Bu arada dava dışı ……. vekili İstanbul Anadolu 17. Asliye Hukuk Mahkemesine verdiği dilekçede, davalı …’ın İstanbul Barosunda avukat olup davacının önceki vekili olduğunu, davacının eniştesinin davacı tarafından verilmiş boş senedi icraya koyması üzerine davalıya vekalet verildiğini, davalının bu üçüncü kişi hakkında şikayette bulunduğu gibi icra hukuku kapsamında muameleler de yaptığını ve fakat davaların müracaata kalmasına ve açılmamış sayılmasına neden olduğunu, bunun üzerine kendisinin azledildiğini, davalının Kadıköy 5 İcra Müdürlüğünün 2008/10122 E sayılı dosyasında takip yaparak 65.053,16 TL ücreti vekalet alacağında bulunduğunu, tebligatın usulsüz yapılması karşısında takibin kesinleştiğini, bu miktar kadar borçlu olmadığının tespitine, %40 kötü niyet tazminatına karar verilmesini talep ve dava etmiştir.
İstanbul Anadolu 17. Asliye Hukuk Mahkemesinde yapılan yargılama sırasında alınan bilirkişi raporunda; “… taraflar arasında yazılı bir ücret sözleşmesinin bulunmaması; Avukatlık Kanununun 164. maddesinde yazılı nispetlerin uygulanabileceği bir avukatlık hizmetinin olmadığı, avukatlık ücretinin muaccel olduğu azil tarihinde (08.01.2008) yürürlükte olan Asgari Ücret Tarifesinin uygulanmasının gerektiği; buna göre hesaplanan asgari avukatlık ücretinin 1.225,- TL olduğu ve bunun 3 kat artırılarak 3.675,- TL olarak kabulünün uygun olacağı, davacının 3.675,- TL dan fazla bir avukatlık ücretinden sorumlu tutulamayacağı” görüşü bildirilmiştir.
İtiraz üzerine alınan 06.06.2011 tarihli bilirkişi raporunda ise; “ilk bilirkişi raporunda ortaya konulan şekilde davalı avukatın maktu Avukatlık Ücretine ve sayın mahkemenizin takdirleri doğrultusunda Avukatlık Kanununun 169. hükmünün kıyasen uygulanması sonucunda davalı avukatın maktu ücretin üç katına hak kazandığı, söz konusu hukuki görüşün teknik açıdan kanunun gereği olduğu, ancak yukarıda arz edilen gerekçeler uyarınca Sayın Mahkeme’ce ortada hüküm içi boşluk bulunduğu kanaatine erişilirse, bu durumda davalı Avukatın hak ettiği ücretin Avukatlık Kanununun 164/4 hükmünde değeri parayla ölçülebilen işler için öngörülen hesap yönteminin hiç olmazsa alt sınırı tutarında Avukatlık Ücreti tahakkuk ettirilebileceği” görüşü bildirilmiştir.

--------

# Görev 1
Kayıtlarda "One point per instance of the skater's face, the" ifadesinin geçtiği satırdan başlayıp "pixel 505 270" ifadesinin geçtiği satırla biten bölümü, iki uç satır da dahil olmak üzere, hiçbir değişiklik yapmadan yazın.
Metin ile kayıtlar ayrı kaynaklardan alınmıştır.

# İşaretleme ve etiketleme kayıtları
--------

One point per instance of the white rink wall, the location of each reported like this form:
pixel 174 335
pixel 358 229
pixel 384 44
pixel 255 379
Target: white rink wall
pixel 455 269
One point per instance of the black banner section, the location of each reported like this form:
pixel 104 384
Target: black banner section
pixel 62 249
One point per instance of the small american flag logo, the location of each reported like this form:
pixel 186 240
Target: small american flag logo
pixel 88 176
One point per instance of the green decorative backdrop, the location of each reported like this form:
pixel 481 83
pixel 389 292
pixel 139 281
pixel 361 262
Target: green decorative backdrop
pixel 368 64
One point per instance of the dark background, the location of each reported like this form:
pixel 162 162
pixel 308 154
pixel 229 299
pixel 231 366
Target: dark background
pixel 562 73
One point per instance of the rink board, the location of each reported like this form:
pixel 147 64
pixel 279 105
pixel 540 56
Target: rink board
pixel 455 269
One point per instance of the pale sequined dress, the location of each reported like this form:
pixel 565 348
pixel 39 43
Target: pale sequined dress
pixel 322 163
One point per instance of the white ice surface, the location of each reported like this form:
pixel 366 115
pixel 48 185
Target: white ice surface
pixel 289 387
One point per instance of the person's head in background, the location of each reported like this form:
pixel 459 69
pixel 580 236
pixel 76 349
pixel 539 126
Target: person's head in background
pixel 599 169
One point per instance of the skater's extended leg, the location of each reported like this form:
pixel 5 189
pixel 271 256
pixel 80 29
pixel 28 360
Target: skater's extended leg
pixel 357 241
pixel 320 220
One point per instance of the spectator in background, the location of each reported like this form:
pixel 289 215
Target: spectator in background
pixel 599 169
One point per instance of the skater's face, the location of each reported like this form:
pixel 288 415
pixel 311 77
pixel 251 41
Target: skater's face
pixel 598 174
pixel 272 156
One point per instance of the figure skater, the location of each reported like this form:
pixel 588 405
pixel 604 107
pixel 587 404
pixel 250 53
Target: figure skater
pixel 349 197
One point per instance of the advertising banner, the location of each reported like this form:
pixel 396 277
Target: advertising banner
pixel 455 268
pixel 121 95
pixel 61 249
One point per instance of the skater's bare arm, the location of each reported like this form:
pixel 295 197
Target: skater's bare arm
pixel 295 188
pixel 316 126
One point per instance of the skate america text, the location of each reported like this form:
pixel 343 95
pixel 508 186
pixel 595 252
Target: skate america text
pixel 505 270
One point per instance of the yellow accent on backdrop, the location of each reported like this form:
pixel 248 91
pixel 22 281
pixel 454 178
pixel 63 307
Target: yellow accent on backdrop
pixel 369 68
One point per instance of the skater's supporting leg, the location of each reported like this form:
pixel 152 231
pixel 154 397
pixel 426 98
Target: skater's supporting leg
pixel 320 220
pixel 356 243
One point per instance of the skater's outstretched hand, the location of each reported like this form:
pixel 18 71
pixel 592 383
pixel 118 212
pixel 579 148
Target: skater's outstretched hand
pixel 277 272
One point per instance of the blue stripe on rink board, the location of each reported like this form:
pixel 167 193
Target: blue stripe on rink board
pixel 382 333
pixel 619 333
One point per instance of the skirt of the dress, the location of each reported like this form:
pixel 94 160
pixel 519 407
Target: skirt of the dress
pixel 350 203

--------

# Görev 2
Avukatlık ücreti uyuşmazlığıyla ilgili metni son cümlesinden sonra sürdürün.

# Görev çıktısı 1
One point per instance of the skater's face, the location of each reported like this form:
pixel 288 415
pixel 311 77
pixel 251 41
Target: skater's face
pixel 598 174
pixel 272 156
One point per instance of the figure skater, the location of each reported like this form:
pixel 588 405
pixel 604 107
pixel 587 404
pixel 250 53
Target: figure skater
pixel 349 197
One point per instance of the advertising banner, the location of each reported like this form:
pixel 396 277
Target: advertising banner
pixel 455 268
pixel 121 95
pixel 61 249
One point per instance of the skater's bare arm, the location of each reported like this form:
pixel 295 197
Target: skater's bare arm
pixel 295 188
pixel 316 126
One point per instance of the skate america text, the location of each reported like this form:
pixel 343 95
pixel 508 186
pixel 595 252
Target: skate america text
pixel 505 270

# Görev çıktısı 2
İstanbul Anadolu 17. Asliye Hukuk Mahkemesinin 08.09.2011 gün ve 2009/456 E. – 2011/393 K. sayılı kararında;
“Somut olayda, şikayet prosedürü davalı tarafından davacı lehine sonuçlandırıldıktan sonra özellikle davalının özenle yürüttüğü ceza kovuşturmaları marifeti ile davacının muhataplarının başka hukuki girişimlere muhatap olmasının önüne geçildiği anlaşılmıştır.
Ancak, Avukatlık Kanunu’nun 164/4 maddesindeki hüküm gereğince avukatlık ücretinin hesaplanmasında, bu hususu gözetilmemekte, doğrudan doğruya objektif olarak işin öznel koşullarından soyut olarak yürütülen hizmetin değerinin para ile ölçülebilir olup olmamasına önem atfetmektedir.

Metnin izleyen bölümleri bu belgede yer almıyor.